→ **Written instruction**
Rewrite the records below as a numbered list, one line per item, and skip any blank lines. Don't include the pictures.

→ **Raw data**
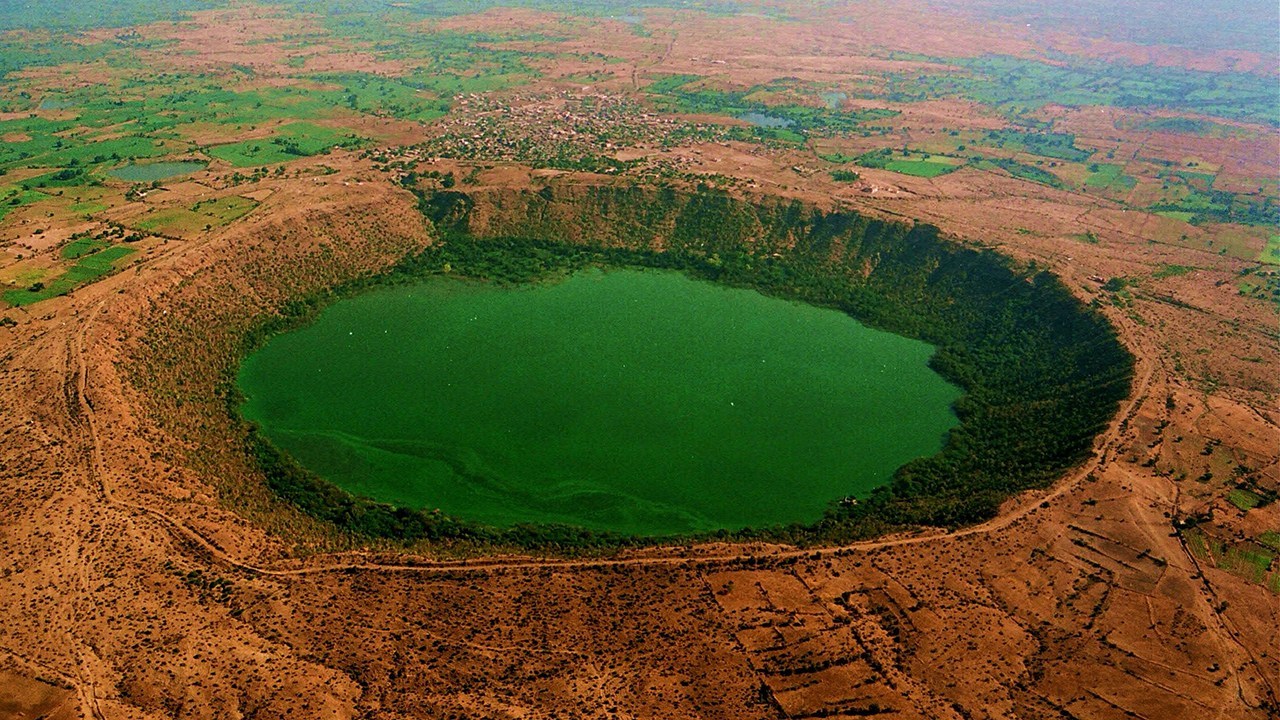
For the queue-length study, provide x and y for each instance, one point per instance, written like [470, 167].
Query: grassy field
[81, 247]
[927, 167]
[200, 217]
[87, 269]
[1106, 176]
[289, 142]
[1271, 253]
[1243, 499]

→ **Problem solution**
1. For the queue-length study, provide x and y for each instance, one point per instance, written like [470, 167].
2. Query: grassy field
3. [81, 247]
4. [927, 167]
5. [200, 217]
6. [87, 269]
7. [1106, 176]
8. [289, 142]
9. [1271, 253]
10. [1243, 499]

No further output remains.